++++ Listed records ++++
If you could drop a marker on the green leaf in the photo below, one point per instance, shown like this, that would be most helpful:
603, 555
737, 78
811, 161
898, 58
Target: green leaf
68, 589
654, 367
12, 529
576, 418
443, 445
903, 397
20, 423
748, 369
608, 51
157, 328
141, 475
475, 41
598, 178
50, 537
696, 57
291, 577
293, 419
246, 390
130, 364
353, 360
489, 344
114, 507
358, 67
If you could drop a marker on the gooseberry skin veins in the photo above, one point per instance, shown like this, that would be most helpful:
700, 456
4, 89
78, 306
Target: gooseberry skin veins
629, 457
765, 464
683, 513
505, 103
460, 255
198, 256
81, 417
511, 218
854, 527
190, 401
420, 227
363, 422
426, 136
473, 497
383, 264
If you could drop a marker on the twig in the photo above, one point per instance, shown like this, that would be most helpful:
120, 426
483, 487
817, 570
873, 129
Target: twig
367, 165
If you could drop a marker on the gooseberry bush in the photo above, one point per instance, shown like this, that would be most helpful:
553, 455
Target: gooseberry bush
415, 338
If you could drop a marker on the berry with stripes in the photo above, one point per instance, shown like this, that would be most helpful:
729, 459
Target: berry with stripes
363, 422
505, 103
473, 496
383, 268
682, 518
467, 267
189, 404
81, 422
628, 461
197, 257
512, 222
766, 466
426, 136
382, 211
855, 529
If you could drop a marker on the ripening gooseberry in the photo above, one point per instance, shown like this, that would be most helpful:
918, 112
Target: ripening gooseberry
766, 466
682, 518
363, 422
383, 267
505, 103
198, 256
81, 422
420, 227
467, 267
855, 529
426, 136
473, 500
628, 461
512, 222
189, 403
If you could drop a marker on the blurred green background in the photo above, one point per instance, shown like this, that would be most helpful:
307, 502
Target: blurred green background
++++
What is required — The answer must be every line of the records that contains the word "blurred".

Result of the exercise —
If you could drop a marker on the blurred green background in the photo above, one point per instance, shown like this, that would be most helpful:
Target: blurred green background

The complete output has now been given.